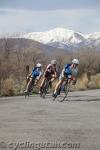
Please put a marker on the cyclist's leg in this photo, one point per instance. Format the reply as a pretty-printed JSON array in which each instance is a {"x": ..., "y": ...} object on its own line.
[{"x": 28, "y": 85}]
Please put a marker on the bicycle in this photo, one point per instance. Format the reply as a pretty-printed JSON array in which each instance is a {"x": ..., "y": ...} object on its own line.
[
  {"x": 45, "y": 88},
  {"x": 30, "y": 89},
  {"x": 66, "y": 88}
]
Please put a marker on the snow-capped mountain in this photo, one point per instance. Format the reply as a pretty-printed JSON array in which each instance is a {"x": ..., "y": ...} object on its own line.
[{"x": 64, "y": 38}]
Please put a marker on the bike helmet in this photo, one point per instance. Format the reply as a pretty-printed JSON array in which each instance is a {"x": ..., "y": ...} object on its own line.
[{"x": 75, "y": 61}]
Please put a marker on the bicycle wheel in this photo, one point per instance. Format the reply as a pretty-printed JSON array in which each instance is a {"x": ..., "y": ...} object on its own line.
[{"x": 67, "y": 87}]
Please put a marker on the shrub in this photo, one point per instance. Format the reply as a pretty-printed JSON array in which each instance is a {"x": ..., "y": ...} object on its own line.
[{"x": 7, "y": 87}]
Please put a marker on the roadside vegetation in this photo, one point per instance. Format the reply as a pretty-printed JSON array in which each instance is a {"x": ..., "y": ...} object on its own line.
[{"x": 16, "y": 64}]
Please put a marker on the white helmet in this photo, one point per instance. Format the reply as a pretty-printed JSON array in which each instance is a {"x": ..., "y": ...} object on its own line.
[
  {"x": 75, "y": 61},
  {"x": 53, "y": 62},
  {"x": 38, "y": 65}
]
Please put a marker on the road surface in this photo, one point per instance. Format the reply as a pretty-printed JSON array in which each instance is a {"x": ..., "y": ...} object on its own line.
[{"x": 43, "y": 124}]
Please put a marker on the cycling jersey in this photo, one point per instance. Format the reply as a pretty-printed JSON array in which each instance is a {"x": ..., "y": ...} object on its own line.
[
  {"x": 50, "y": 70},
  {"x": 69, "y": 70},
  {"x": 36, "y": 72}
]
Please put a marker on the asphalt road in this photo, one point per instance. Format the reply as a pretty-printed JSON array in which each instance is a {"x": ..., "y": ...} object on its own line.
[{"x": 39, "y": 124}]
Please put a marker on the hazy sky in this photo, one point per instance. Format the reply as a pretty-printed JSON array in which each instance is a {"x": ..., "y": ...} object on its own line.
[{"x": 42, "y": 15}]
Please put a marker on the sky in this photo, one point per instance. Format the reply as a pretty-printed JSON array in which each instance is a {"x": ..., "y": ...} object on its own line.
[{"x": 22, "y": 16}]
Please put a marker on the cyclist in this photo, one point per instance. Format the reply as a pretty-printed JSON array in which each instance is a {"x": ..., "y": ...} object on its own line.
[
  {"x": 35, "y": 75},
  {"x": 69, "y": 70},
  {"x": 50, "y": 74}
]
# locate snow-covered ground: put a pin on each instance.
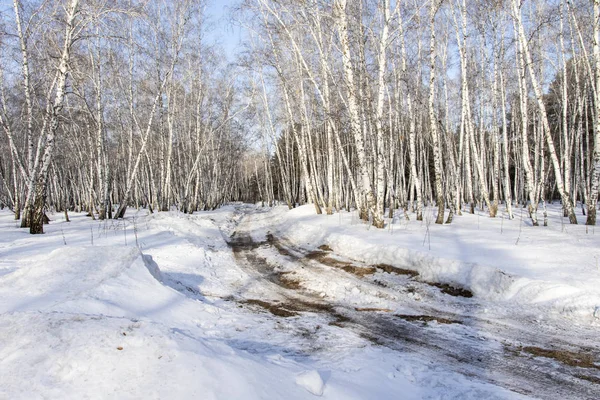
(553, 269)
(159, 306)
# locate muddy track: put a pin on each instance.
(505, 353)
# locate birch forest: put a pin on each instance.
(379, 106)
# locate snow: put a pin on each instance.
(311, 381)
(552, 269)
(142, 308)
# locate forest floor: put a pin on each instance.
(254, 303)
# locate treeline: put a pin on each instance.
(376, 105)
(106, 104)
(386, 104)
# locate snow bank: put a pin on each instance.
(550, 268)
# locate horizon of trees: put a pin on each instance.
(376, 105)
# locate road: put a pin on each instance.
(542, 358)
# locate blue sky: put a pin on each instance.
(222, 30)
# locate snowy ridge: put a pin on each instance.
(558, 288)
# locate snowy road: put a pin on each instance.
(228, 304)
(441, 324)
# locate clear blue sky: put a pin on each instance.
(222, 30)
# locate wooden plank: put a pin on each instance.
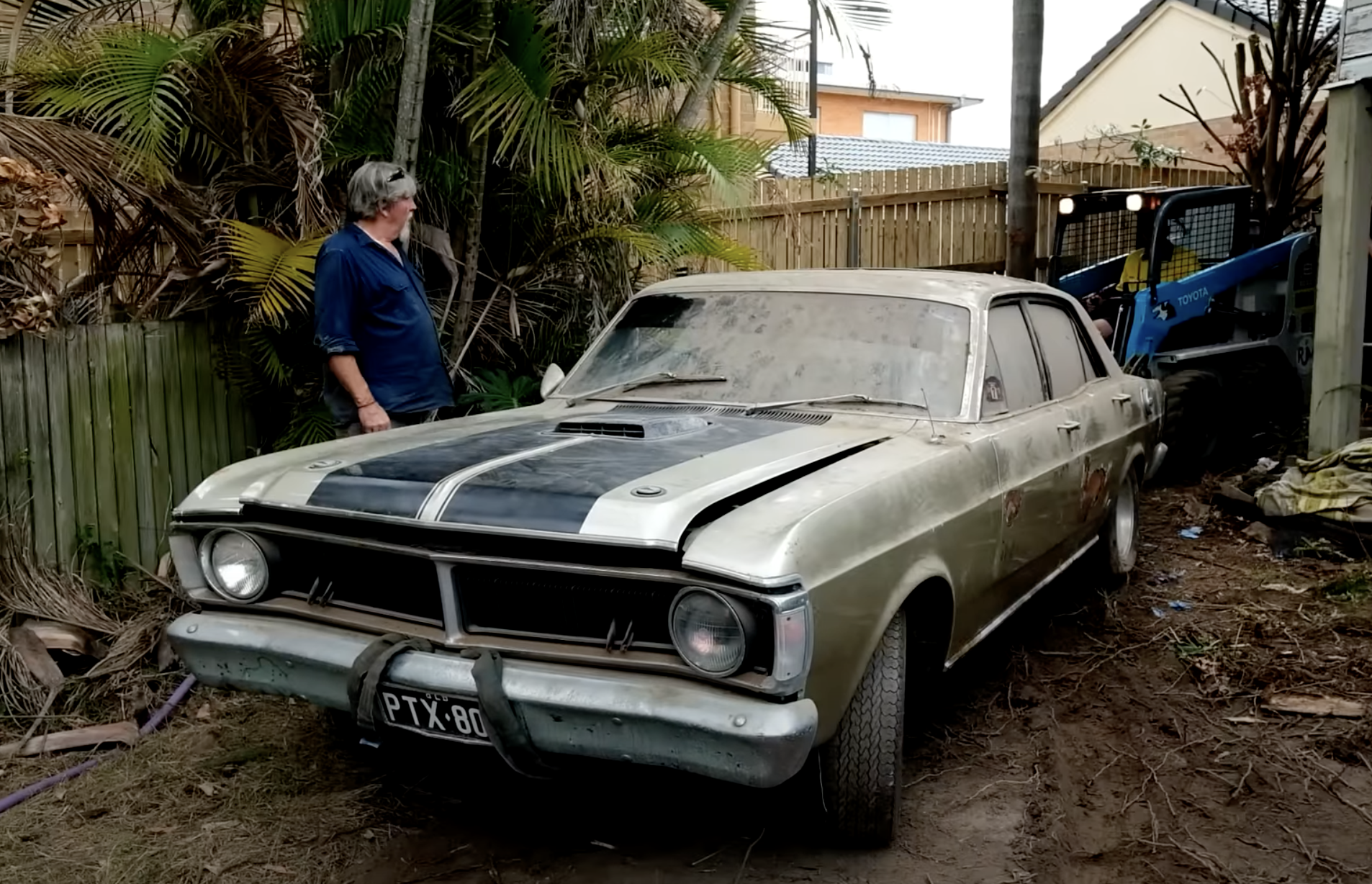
(158, 448)
(57, 369)
(195, 469)
(101, 436)
(40, 452)
(121, 415)
(204, 401)
(148, 520)
(177, 449)
(220, 404)
(81, 420)
(14, 466)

• • • • •

What this task involves » Make an exact copy of the lines from the one holding "# locate road: put a pin on each instance." through the end of the material, both ends included, and keep the pictures out of it.

Response below »
# locate road: put a pin on each instance.
(542, 358)
# locate blue sky: put a pin on each instance.
(222, 30)
# locate snowy ridge: put a pin on each instance.
(558, 288)
# locate snowy road: put a pin on each instance.
(228, 304)
(441, 324)
# locate clear blue sky: put a pin on each instance.
(222, 30)
# locate wooden plank: put a pin on each instance.
(158, 448)
(57, 369)
(195, 469)
(101, 436)
(40, 452)
(121, 415)
(204, 401)
(148, 520)
(177, 449)
(220, 404)
(81, 420)
(14, 466)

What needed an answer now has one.